I grew up in Israel and received my Torah in California. At the age of 19, an observant ultra-orthodox good Jewish girl from Bnei Brak, Israel, was sent to an Orthodox Jewish high school in Los Angeles to give Torah – to teach the diaspora Jews about Moses, Shabbat, some Hebrew, and also about Israel. I didn’t know then, neither did my senders, that Los Angeles would be my Sinai.
After a lifetime of thinking that ‘Jewish creativity’ is an oxymoron and that there is only one way to be Jewish, I was dazzled by the shades, the possibilities, the self-expression that Jewish spaces invite, and the joy of receiving and giving Torah.
My sinai
My Sinai at 19 was just the beginning. For the first time, I felt invited to apply my own passions, opinions, and thoughts to an ancient tradition. I was invited to enjoy a Jewish text as it corresponds with a non-Jewish one – an ancient ritual that incorporates modern conceptions, and think seriously about community and its purposes.
I have traveled back in time and space to my own Sinai in the past few weeks. I was privileged to invite a group of 19-year-olds from Israel and the diaspora to create their own Sinai. LEAP, a joint Gap year program by BINA: The Jewish Movement for Social change and the Oshman Family JCC in Palo Alto, California, is an invitation for post-high school and pre-army/college young adults to explore Jewish life together for a full year at the Secular Yeshiva in Tel Aviv and then spend a few weeks in California. Together, we explored the rich variety of Jewish life in San Francisco, Berkeley, and Palo Alto. We experienced Jewish ritual, text study, volunteering, and learned about Jewish social justice, Jewish student life, and the Israeli-American community. The more we explored, the more questions the participants had. The more we discussed, the more we saw the potential of new ways of thinking and Jewish living that arise from a genuine encounter and deep intentional mutual inquiry.

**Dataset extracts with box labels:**
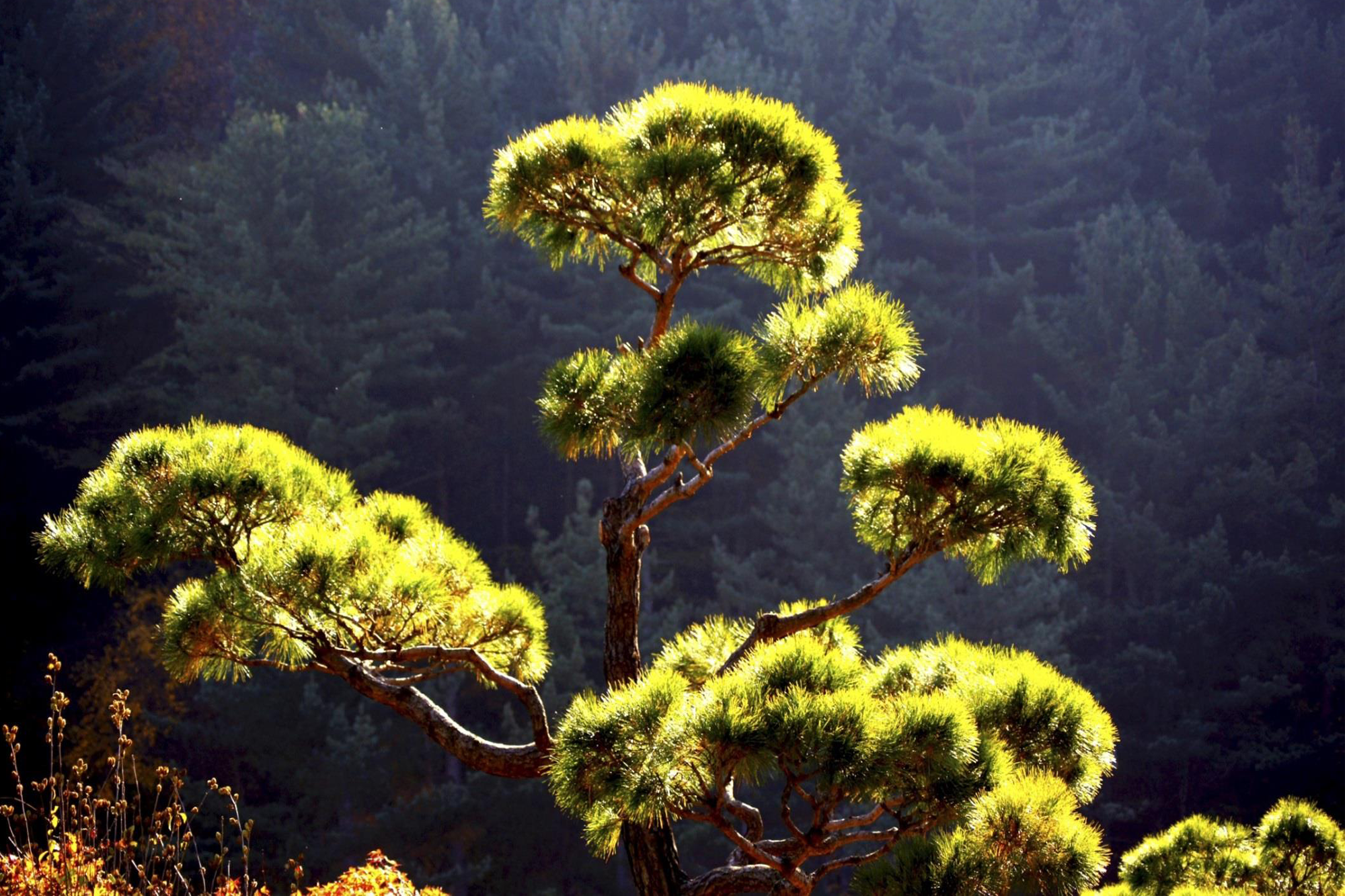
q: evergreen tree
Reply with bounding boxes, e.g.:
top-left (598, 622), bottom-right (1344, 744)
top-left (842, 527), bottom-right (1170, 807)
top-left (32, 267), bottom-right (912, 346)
top-left (40, 85), bottom-right (1115, 896)
top-left (1098, 798), bottom-right (1345, 896)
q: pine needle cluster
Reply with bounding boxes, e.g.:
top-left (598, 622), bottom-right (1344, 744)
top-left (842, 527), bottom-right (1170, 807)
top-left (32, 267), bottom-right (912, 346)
top-left (38, 419), bottom-right (547, 681)
top-left (1099, 798), bottom-right (1345, 896)
top-left (841, 406), bottom-right (1096, 583)
top-left (550, 618), bottom-right (1115, 893)
top-left (537, 284), bottom-right (920, 459)
top-left (486, 83), bottom-right (859, 292)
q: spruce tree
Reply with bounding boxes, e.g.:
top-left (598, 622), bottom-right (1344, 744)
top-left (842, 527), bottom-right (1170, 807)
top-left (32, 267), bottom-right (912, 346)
top-left (47, 85), bottom-right (1115, 896)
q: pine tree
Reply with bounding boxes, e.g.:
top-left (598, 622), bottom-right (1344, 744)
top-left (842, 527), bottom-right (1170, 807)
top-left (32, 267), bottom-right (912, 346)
top-left (1096, 798), bottom-right (1345, 896)
top-left (39, 83), bottom-right (1115, 896)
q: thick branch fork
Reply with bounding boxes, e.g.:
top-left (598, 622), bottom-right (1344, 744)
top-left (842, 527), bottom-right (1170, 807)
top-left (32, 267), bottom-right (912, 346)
top-left (313, 647), bottom-right (550, 778)
top-left (714, 545), bottom-right (937, 677)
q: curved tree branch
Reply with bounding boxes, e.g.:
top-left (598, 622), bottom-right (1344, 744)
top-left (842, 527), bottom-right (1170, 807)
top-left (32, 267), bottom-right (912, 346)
top-left (334, 645), bottom-right (551, 751)
top-left (315, 647), bottom-right (550, 778)
top-left (682, 865), bottom-right (784, 896)
top-left (629, 374), bottom-right (827, 529)
top-left (714, 545), bottom-right (939, 677)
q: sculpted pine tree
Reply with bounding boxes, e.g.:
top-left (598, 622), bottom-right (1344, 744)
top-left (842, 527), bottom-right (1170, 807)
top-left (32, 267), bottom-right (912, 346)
top-left (47, 85), bottom-right (1115, 896)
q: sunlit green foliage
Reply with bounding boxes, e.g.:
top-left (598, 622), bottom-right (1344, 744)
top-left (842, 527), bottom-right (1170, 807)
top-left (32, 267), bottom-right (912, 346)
top-left (486, 83), bottom-right (859, 292)
top-left (39, 419), bottom-right (547, 681)
top-left (757, 282), bottom-right (920, 401)
top-left (537, 284), bottom-right (920, 459)
top-left (635, 321), bottom-right (760, 445)
top-left (1099, 798), bottom-right (1345, 896)
top-left (550, 624), bottom-right (1115, 892)
top-left (841, 407), bottom-right (1095, 583)
top-left (853, 774), bottom-right (1107, 896)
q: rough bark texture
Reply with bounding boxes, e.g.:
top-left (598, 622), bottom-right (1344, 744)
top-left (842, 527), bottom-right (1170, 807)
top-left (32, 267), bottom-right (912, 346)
top-left (600, 459), bottom-right (686, 896)
top-left (603, 487), bottom-right (650, 688)
top-left (621, 823), bottom-right (686, 896)
top-left (682, 865), bottom-right (791, 896)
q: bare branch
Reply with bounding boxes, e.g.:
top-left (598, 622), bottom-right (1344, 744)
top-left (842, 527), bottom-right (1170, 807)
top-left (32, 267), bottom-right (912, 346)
top-left (812, 827), bottom-right (900, 880)
top-left (331, 645), bottom-right (551, 751)
top-left (714, 545), bottom-right (939, 677)
top-left (677, 796), bottom-right (784, 873)
top-left (682, 865), bottom-right (781, 896)
top-left (722, 782), bottom-right (765, 842)
top-left (316, 647), bottom-right (550, 778)
top-left (826, 803), bottom-right (888, 831)
top-left (631, 374), bottom-right (822, 529)
top-left (616, 249), bottom-right (663, 304)
top-left (681, 441), bottom-right (714, 479)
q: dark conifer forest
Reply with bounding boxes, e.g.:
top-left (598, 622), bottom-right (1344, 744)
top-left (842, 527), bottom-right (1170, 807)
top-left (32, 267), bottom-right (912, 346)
top-left (0, 0), bottom-right (1345, 896)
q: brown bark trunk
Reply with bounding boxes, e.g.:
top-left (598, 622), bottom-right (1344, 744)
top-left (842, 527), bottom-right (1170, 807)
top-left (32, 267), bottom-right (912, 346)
top-left (601, 460), bottom-right (686, 896)
top-left (621, 823), bottom-right (686, 896)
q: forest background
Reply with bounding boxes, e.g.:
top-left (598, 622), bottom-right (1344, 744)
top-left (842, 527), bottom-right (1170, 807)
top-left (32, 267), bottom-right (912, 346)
top-left (0, 0), bottom-right (1345, 895)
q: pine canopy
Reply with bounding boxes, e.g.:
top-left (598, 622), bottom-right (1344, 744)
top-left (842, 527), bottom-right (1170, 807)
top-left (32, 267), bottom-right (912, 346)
top-left (1100, 798), bottom-right (1345, 896)
top-left (38, 419), bottom-right (547, 681)
top-left (550, 621), bottom-right (1115, 892)
top-left (841, 406), bottom-right (1096, 583)
top-left (537, 282), bottom-right (920, 458)
top-left (486, 83), bottom-right (859, 292)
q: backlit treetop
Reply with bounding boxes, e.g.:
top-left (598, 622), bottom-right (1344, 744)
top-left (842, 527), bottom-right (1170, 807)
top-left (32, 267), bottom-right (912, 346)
top-left (38, 421), bottom-right (550, 776)
top-left (39, 85), bottom-right (1115, 896)
top-left (486, 83), bottom-right (859, 340)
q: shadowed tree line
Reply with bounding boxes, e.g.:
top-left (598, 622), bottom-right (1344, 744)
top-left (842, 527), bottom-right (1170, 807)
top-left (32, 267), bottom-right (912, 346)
top-left (0, 0), bottom-right (1345, 892)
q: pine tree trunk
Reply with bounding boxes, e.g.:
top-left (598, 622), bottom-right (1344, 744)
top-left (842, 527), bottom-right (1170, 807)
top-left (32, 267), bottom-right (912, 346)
top-left (601, 460), bottom-right (686, 896)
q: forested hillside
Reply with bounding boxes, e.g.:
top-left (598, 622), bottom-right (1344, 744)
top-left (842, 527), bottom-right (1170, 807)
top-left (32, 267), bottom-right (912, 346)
top-left (0, 0), bottom-right (1345, 895)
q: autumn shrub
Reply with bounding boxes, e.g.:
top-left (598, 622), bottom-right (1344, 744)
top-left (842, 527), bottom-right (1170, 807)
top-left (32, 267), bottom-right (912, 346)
top-left (304, 849), bottom-right (448, 896)
top-left (0, 655), bottom-right (266, 896)
top-left (0, 655), bottom-right (448, 896)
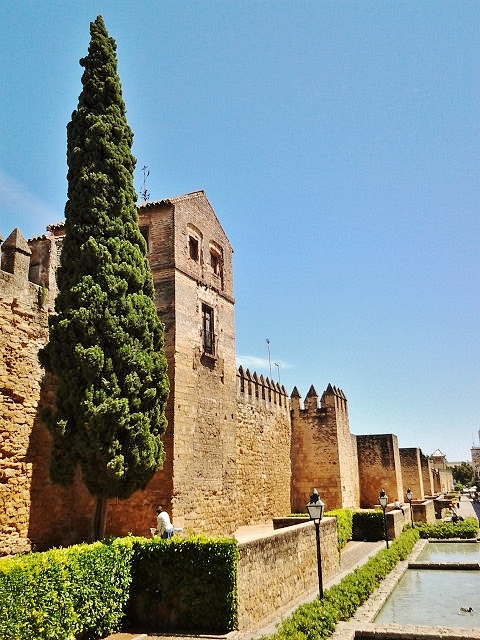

**STATED TASK:** From the essay about finding Sinai in California, transcribe word for word the passage starting at "I grew up in" and ending at "be my Sinai.".

**ANSWER IN FULL:**
I grew up in Israel and received my Torah in California. At the age of 19, an observant ultra-orthodox good Jewish girl from Bnei Brak, Israel, was sent to an Orthodox Jewish high school in Los Angeles to give Torah – to teach the diaspora Jews about Moses, Shabbat, some Hebrew, and also about Israel. I didn’t know then, neither did my senders, that Los Angeles would be my Sinai.